ARTICLE:
Exodus 3:7-10; Psalm 16:1, 5-11; Luke 6:27-36
When I was in high school I joined the Poetry Club. I liked writing and even though I was pretty shy, I thought it would be fun to talk with other folks about the poems we all wrote, and to learn to read poetry aloud, which is much different than reading a paragraph. So I went after school to my English teacher, Mr. Pell’s classroom, where the desks were arranged in a circle and some of the other club members were already sitting there. We pulled out our poems and one by one started to read them out loud.

I was amazed at what I heard. All kinds of images and symbols and words we all only barely knew. The poems were deep and rich and filled with meaning. After each reading, we talked at length about we had heard and where the poems had taken us.
Then came my turn. I flipped my notebook open to the page I had decided to share and began reading my poem. When I was done, there was an awful silence. No one said anything until finally one person spoke up. “Your writing,” he said, “is so simple, kind of like a big red lollipop.”

I was devastated. Right away I thought of how the rest of the poems had been like gooey, chewy chocolate bars with complicated layers of caramel and nougat and cookies and crisps. Red lollipops were for kids. I wanted my writing to be as deep and rich as everyone else’s, the kind of poems that you have to work at enjoying to their fullest, like a chocolate bar whose textures and flavors linger in your mouth and you have to tease them out with your tongue. A red lollipop, though? There’s not much there…

As I got ready for today’s chapel services, and especially for this sermon, I felt like I was right back in Mr. Pell’s classroom again. Since we’ve been back from our winter break, we’ve heard from the Presiding Bishop of the Episcopal church, a prominent former governor of Mississippi, and the President of the United States, men and women who have blazed trails through history 
and accomplished extraordinary things. And now comes…my turn…lollipops, anyone?

SUPPLIED RECORDS:
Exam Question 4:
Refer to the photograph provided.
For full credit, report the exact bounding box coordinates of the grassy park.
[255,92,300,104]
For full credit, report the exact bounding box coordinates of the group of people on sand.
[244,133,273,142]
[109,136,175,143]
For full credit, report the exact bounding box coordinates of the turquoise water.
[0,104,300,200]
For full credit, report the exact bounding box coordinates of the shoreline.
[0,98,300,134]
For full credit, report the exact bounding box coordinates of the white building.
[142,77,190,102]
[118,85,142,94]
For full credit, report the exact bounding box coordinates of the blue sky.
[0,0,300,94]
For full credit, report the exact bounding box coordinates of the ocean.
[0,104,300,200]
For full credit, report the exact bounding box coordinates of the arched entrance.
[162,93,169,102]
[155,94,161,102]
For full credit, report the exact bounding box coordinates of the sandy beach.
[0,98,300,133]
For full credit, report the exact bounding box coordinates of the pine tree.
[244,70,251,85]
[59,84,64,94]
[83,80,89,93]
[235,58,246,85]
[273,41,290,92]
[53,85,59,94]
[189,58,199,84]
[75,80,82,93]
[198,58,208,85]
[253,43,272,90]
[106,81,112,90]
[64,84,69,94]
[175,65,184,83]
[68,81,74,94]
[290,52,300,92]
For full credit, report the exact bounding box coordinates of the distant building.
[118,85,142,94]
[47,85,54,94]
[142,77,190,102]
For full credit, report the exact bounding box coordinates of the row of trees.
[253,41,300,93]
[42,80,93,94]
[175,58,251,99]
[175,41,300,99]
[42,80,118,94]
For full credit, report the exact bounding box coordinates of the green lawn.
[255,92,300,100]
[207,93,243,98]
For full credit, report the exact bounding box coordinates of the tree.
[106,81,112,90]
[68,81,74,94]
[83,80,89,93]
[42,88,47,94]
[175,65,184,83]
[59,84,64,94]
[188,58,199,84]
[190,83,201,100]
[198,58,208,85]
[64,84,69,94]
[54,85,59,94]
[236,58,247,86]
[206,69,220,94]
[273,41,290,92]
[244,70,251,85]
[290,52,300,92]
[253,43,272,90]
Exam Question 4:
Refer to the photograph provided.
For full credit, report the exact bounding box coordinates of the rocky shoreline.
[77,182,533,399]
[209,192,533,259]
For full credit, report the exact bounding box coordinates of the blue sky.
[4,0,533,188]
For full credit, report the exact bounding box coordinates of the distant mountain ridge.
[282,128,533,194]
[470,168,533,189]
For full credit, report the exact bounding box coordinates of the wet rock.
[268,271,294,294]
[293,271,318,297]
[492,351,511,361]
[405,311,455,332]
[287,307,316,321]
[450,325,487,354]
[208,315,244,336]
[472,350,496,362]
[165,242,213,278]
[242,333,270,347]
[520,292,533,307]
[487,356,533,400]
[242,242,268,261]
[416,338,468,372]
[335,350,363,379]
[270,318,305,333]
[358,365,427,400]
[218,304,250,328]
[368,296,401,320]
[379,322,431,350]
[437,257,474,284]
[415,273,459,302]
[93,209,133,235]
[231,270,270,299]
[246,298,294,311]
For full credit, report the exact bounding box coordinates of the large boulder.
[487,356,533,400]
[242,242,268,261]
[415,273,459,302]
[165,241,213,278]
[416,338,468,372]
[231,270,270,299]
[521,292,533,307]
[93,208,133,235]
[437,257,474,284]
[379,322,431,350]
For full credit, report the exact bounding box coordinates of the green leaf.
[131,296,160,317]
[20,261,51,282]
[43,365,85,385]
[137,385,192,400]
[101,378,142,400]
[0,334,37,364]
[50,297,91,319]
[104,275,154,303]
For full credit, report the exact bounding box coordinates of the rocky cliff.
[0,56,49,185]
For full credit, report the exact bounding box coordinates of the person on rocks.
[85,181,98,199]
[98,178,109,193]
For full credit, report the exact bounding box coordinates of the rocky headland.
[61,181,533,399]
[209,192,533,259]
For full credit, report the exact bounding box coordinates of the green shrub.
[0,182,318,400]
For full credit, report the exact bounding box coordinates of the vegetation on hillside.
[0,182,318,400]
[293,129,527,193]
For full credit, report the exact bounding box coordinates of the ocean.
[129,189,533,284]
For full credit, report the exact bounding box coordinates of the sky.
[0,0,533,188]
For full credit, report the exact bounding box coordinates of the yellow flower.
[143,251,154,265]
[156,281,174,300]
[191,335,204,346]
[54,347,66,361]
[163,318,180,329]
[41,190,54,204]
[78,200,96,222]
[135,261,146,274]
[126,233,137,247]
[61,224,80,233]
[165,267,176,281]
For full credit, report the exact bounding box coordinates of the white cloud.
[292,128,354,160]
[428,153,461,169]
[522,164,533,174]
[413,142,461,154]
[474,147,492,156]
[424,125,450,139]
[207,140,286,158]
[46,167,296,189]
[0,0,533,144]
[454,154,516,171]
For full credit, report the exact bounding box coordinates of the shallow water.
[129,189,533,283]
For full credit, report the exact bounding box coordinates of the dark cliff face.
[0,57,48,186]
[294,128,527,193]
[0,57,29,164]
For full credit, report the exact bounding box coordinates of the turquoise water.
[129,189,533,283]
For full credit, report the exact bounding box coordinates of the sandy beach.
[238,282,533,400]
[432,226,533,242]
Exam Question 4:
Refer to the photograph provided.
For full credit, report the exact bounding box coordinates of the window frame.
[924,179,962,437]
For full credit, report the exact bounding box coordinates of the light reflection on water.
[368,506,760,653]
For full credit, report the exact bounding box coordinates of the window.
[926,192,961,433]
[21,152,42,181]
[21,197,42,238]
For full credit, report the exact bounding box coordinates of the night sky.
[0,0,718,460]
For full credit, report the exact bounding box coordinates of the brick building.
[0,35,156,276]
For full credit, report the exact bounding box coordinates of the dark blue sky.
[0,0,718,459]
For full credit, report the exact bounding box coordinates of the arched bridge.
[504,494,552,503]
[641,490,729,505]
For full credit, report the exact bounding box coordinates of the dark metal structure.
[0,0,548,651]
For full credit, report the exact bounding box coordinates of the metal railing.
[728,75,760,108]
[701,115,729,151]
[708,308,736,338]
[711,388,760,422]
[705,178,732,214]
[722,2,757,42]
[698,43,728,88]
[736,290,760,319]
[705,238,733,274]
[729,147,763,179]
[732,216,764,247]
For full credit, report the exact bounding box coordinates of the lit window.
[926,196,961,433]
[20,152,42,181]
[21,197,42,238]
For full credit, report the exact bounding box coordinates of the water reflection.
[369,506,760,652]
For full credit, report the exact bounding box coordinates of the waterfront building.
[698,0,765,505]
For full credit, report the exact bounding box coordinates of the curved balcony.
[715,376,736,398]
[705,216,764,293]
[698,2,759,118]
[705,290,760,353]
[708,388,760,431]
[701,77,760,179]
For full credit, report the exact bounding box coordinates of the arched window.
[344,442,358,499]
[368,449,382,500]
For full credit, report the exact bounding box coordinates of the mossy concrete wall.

DIRECTION: Repeat the part of the sermon above starting at "As I got ready" and ending at "comes…my turn…lollipops, anyone?", word for word.

OUTPUT FOR THIS EXERCISE:
As I got ready for today’s chapel services, and especially for this sermon, I felt like I was right back in Mr. Pell’s classroom again. Since we’ve been back from our winter break, we’ve heard from the Presiding Bishop of the Episcopal church, a prominent former governor of Mississippi, and the President of the United States, men and women who have blazed trails through history 
and accomplished extraordinary things. And now comes…my turn…lollipops, anyone?